Data:
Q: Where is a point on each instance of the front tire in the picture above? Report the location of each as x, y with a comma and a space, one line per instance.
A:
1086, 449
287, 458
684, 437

Task:
Print the records above once again, exactly as written.

Problem solution:
Q: Where is a point on each instance of the front tire in the picture above? Report the location of each as x, y with a comma and a space, one line per instance.
A:
1086, 449
287, 458
684, 437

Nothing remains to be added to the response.